Return all of the material that follows, keeping each line exactly as it is.

* **Records provided**
>>>>
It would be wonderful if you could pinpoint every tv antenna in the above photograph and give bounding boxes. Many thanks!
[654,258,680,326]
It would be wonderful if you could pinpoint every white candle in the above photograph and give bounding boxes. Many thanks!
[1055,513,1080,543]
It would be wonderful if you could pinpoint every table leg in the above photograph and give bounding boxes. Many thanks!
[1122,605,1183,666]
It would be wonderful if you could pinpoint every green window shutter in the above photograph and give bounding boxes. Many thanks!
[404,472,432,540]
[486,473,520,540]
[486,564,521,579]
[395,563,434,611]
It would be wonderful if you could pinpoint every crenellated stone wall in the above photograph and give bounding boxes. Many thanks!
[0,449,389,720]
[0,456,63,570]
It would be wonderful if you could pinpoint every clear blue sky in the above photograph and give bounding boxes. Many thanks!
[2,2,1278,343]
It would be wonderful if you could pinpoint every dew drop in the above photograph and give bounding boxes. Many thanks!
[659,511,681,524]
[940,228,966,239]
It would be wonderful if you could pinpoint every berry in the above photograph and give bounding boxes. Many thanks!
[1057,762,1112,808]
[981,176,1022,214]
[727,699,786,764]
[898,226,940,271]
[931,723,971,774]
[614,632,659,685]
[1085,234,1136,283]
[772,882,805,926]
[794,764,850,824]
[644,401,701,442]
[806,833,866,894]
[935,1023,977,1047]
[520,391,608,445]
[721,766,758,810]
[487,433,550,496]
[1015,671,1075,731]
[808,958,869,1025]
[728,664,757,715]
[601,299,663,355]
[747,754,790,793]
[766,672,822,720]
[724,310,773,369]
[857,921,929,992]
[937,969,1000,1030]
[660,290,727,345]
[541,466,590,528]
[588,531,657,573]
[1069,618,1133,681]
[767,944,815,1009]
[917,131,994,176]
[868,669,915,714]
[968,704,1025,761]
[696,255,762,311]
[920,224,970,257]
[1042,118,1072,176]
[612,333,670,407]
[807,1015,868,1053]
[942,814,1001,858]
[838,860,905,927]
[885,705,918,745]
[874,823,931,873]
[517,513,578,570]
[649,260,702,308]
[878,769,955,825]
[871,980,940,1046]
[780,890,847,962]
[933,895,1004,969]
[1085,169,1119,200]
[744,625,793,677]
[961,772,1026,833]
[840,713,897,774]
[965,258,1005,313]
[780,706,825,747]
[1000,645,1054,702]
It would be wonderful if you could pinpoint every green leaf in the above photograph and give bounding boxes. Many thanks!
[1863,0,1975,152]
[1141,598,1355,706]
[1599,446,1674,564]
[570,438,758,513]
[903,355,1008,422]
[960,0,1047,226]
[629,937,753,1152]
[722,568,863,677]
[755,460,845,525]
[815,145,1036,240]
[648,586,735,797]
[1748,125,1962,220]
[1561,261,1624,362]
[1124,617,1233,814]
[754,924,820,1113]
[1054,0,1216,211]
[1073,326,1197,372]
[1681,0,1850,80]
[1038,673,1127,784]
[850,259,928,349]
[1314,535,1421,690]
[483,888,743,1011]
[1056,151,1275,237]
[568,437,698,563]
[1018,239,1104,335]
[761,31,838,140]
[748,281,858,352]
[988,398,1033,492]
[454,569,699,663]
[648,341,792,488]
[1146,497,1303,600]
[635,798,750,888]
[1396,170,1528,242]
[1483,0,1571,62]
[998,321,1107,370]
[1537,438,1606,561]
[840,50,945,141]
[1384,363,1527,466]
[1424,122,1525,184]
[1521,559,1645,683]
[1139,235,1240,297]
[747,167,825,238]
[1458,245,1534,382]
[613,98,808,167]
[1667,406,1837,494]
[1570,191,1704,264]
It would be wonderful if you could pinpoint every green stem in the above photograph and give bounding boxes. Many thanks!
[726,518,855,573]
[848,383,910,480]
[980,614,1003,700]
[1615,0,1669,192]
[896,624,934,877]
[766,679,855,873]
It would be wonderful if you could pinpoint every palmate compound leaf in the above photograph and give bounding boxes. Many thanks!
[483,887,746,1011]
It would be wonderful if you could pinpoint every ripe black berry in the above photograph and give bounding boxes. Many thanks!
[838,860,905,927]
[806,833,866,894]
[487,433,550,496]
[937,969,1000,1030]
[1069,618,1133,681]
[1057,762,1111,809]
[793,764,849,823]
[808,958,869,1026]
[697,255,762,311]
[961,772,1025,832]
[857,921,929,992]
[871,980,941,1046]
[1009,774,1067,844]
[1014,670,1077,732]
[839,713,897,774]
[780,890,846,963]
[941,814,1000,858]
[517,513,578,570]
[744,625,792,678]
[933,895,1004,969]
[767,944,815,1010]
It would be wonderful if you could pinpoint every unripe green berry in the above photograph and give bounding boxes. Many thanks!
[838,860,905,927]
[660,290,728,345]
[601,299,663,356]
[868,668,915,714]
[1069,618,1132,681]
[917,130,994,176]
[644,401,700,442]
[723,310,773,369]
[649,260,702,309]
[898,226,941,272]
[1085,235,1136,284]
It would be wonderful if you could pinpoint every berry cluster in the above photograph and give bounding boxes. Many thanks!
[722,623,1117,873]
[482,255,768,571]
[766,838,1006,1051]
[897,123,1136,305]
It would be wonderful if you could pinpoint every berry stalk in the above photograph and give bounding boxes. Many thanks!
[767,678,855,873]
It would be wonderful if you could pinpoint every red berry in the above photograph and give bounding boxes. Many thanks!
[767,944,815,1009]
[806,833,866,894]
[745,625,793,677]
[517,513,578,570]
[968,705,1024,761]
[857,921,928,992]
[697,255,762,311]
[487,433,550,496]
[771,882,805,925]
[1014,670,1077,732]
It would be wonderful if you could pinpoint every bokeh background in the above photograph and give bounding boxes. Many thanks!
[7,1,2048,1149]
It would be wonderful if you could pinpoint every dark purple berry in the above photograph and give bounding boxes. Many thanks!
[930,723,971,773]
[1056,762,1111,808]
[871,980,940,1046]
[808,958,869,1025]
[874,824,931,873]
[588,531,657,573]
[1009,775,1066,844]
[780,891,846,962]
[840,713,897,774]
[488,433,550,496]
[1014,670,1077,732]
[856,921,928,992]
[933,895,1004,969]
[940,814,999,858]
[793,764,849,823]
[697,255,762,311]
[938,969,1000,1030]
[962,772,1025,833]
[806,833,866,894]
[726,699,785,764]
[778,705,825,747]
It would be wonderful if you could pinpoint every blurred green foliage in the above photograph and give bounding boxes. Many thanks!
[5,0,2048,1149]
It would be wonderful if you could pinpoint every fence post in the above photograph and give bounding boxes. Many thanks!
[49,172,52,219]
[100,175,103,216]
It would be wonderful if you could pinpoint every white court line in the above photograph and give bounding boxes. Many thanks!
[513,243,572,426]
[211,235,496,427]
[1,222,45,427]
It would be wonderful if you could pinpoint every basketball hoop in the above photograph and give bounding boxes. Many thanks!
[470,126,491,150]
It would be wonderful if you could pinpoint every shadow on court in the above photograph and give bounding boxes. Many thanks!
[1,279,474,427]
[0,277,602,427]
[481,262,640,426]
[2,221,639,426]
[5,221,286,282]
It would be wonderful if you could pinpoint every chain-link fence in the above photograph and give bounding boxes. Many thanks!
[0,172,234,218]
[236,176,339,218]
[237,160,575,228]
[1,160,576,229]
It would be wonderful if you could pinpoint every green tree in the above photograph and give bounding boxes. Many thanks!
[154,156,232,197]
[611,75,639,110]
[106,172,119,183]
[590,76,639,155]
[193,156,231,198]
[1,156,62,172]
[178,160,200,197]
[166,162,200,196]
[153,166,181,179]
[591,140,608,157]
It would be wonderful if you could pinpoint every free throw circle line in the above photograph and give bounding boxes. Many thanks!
<<<<
* **Answer box**
It would be wonderful if you could pinpoint every tv antenna in the above photograph and give bounding boxes. Many thanks!
[654,258,680,326]
It would be wonderful if you could pinpoint every white candle in the above photograph and give bounding boxes. Many thanks!
[1055,513,1080,543]
It would be wonderful if you could pinpoint every table leg in the above photograph and give bounding boxes. Many thanks!
[1122,605,1183,666]
It would be wonderful if you could pinpoint every green window shutter in the above photograph and give bounding boxes. Many thanks!
[404,472,432,540]
[486,473,520,540]
[486,564,521,579]
[395,563,434,611]
It would be wonderful if you could pinpoint every crenellated stone wall in the above photograph and give bounding boxes. Many thanks!
[0,449,389,720]
[0,456,63,570]
It would be wonderful if you could pinpoint every clear blue sky in the above photograph and give bounding boxes. Many thanks!
[2,2,1278,343]
It would be wonderful if you could pinpoint every dew drop in the above photograph and give bounding boxes. Many thanks!
[659,511,681,524]
[940,228,966,239]
It would be wonderful if you could pinpoint every berry in the above photograph and give bounding boxes. Many thanks!
[1057,762,1112,808]
[981,176,1022,214]
[727,699,786,764]
[898,226,940,271]
[931,723,971,774]
[614,632,659,685]
[1085,234,1136,283]
[772,882,805,926]
[794,764,850,824]
[644,401,701,442]
[806,833,866,894]
[935,1023,977,1047]
[520,391,608,445]
[721,766,758,810]
[487,433,550,496]
[1015,671,1075,731]
[808,958,869,1025]
[728,664,757,715]
[601,299,663,355]
[747,754,790,793]
[766,672,822,720]
[724,310,773,369]
[857,921,929,992]
[937,969,1000,1030]
[660,290,727,345]
[541,466,590,528]
[588,531,657,573]
[1069,618,1133,681]
[767,944,815,1009]
[917,131,994,176]
[868,669,915,714]
[968,704,1025,761]
[696,255,762,311]
[920,224,970,257]
[1042,118,1072,176]
[612,333,670,407]
[807,1015,868,1053]
[942,814,1001,858]
[838,860,905,927]
[885,705,918,745]
[874,823,931,873]
[517,513,578,570]
[649,260,702,308]
[878,769,955,825]
[871,980,940,1046]
[780,890,847,962]
[933,895,1004,969]
[1085,169,1119,200]
[744,625,793,677]
[961,772,1026,833]
[840,713,897,774]
[965,258,1005,313]
[780,706,825,747]
[1000,645,1054,702]
It would be wonderful if you could pinpoint every green leaf in the above photograph and give bounding boxes. Many thanks!
[1863,0,1975,152]
[1141,598,1355,706]
[1599,446,1674,564]
[570,438,758,513]
[903,355,1008,422]
[960,0,1047,226]
[629,937,753,1152]
[722,568,863,677]
[755,460,845,525]
[815,145,1036,240]
[648,586,735,797]
[1748,125,1962,220]
[1561,261,1624,362]
[1124,617,1233,814]
[754,924,820,1113]
[1054,0,1216,211]
[1073,326,1197,372]
[1681,0,1850,80]
[1038,673,1127,784]
[850,259,928,349]
[1314,535,1421,690]
[483,888,743,1011]
[1056,151,1275,237]
[568,437,698,563]
[1018,239,1104,335]
[761,31,838,140]
[748,281,858,352]
[988,398,1033,492]
[454,569,699,663]
[648,341,792,488]
[1146,497,1303,600]
[635,798,750,888]
[1396,170,1528,242]
[1483,0,1571,62]
[998,321,1107,370]
[1537,438,1606,561]
[840,50,945,141]
[1384,363,1527,466]
[1424,122,1525,184]
[1521,559,1645,683]
[1139,235,1240,297]
[747,167,825,238]
[1458,245,1534,382]
[613,98,808,167]
[1667,406,1837,494]
[1570,191,1704,264]
It would be wonderful if you could pinpoint every green stem in the above photograph and give bounding boxes. Many thanks!
[726,518,855,573]
[848,383,910,480]
[980,614,1003,700]
[1615,0,1669,192]
[896,624,934,877]
[766,679,855,873]
It would be wonderful if you could pinpoint every palmate compound leaf in the above photograph and give bounding boxes. Many thanks!
[483,887,746,1011]
It would be wonderful if you could pinpoint every ripe black berry in the above photograph and give bounding boxes. Many thanks!
[838,860,905,927]
[806,833,866,894]
[487,433,550,496]
[937,969,1000,1030]
[1069,618,1133,681]
[1057,762,1111,809]
[793,764,849,823]
[808,958,869,1026]
[697,255,762,311]
[961,772,1025,832]
[857,921,929,992]
[871,980,941,1046]
[1009,774,1067,844]
[1014,670,1077,732]
[839,713,897,774]
[780,890,846,963]
[941,814,1000,858]
[517,513,578,570]
[744,625,792,678]
[933,895,1004,969]
[767,944,815,1010]
It would be wonderful if you could pinpoint every unripe green berry in the above photograph and give bounding boxes. Many thanks!
[838,860,905,927]
[660,290,728,345]
[601,299,663,356]
[868,668,915,714]
[1069,618,1132,681]
[917,130,994,176]
[644,401,700,442]
[723,310,773,369]
[649,260,702,309]
[898,226,941,272]
[1085,235,1136,284]
It would be wonderful if you could pinpoint every berry cluster in the above photograph and give bounding boxes. Many thanks!
[722,623,1117,873]
[482,255,768,571]
[766,838,1006,1051]
[897,123,1136,305]
It would be wonderful if you could pinpoint every berry stalk in the above photograph and give bounding boxes. Many thanks!
[767,678,855,873]
It would be wonderful if you could pinpoint every red berry in the above photograph and give bounding boxes. Many thanks!
[767,944,815,1009]
[806,833,866,894]
[745,625,793,677]
[517,513,578,570]
[968,705,1024,761]
[857,921,928,992]
[697,255,762,311]
[487,433,550,496]
[771,882,805,925]
[1014,670,1077,732]
It would be wonderful if you could pinpoint every bokeh background in the above photograph and give bounding boxes. Many thanks!
[7,1,2048,1149]
It would be wonderful if you could pinpoint every dark purple berry in the above photograph and give bounding boxes. Many thanks!
[930,723,971,773]
[1056,762,1111,808]
[871,980,940,1046]
[808,958,869,1025]
[874,824,931,873]
[588,531,657,573]
[1009,775,1066,844]
[780,891,846,962]
[840,713,897,774]
[488,433,550,496]
[1014,670,1077,732]
[856,921,928,992]
[933,895,1004,969]
[940,814,999,858]
[793,764,849,823]
[697,255,762,311]
[938,969,1000,1030]
[962,772,1025,833]
[806,833,866,894]
[726,699,785,764]
[778,705,825,747]
It would be wonderful if you could pinpoint every blurred green foliage in the above photograph and give bounding boxes. Many thanks!
[5,0,2048,1149]
It would be wonderful if you could pinpoint every fence post in the above photograph and give bounding boxes. Many thanks!
[49,172,52,219]
[100,175,103,216]
It would be wonderful if you could pinpoint every white court line in the above photograph and give bounding boxes. Many thanks!
[513,243,572,426]
[211,235,496,427]
[1,222,45,427]
It would be wonderful if you could pinpoint every basketball hoop in the above photograph and give bounding boxes. Many thanks!
[470,126,491,150]
It would be wonderful if you could pinpoint every shadow on court in the above photograph and give bounding boxes. Many thanks!
[1,279,474,427]
[0,277,602,427]
[481,262,640,426]
[2,221,639,426]
[5,221,286,282]
It would be wonderful if you could pinpoint every chain-link fence in the above photograph and give bounding boxes. Many thanks!
[0,172,234,218]
[236,176,339,218]
[237,160,575,228]
[1,160,576,229]
It would be wonderful if you could pinpoint every green tree in the above photograph and give bounding boxes. Many thanks!
[154,156,232,197]
[611,75,639,110]
[106,172,119,183]
[590,76,639,155]
[193,156,231,198]
[1,156,62,172]
[178,160,200,197]
[166,162,200,196]
[153,166,181,179]
[591,140,608,157]
It would be wonderful if you could pinpoint every free throw circle line in the above photograph and give bounding boxes. Many thanks!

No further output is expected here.